● Work to be completed
The entries are to be written out again with no differences.

'''

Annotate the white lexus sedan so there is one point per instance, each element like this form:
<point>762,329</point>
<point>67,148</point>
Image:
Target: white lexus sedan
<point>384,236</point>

'''

● Answer area
Annotate the white lexus sedan so there is one point per instance, each element like this form:
<point>762,329</point>
<point>67,148</point>
Image:
Target: white lexus sedan
<point>384,236</point>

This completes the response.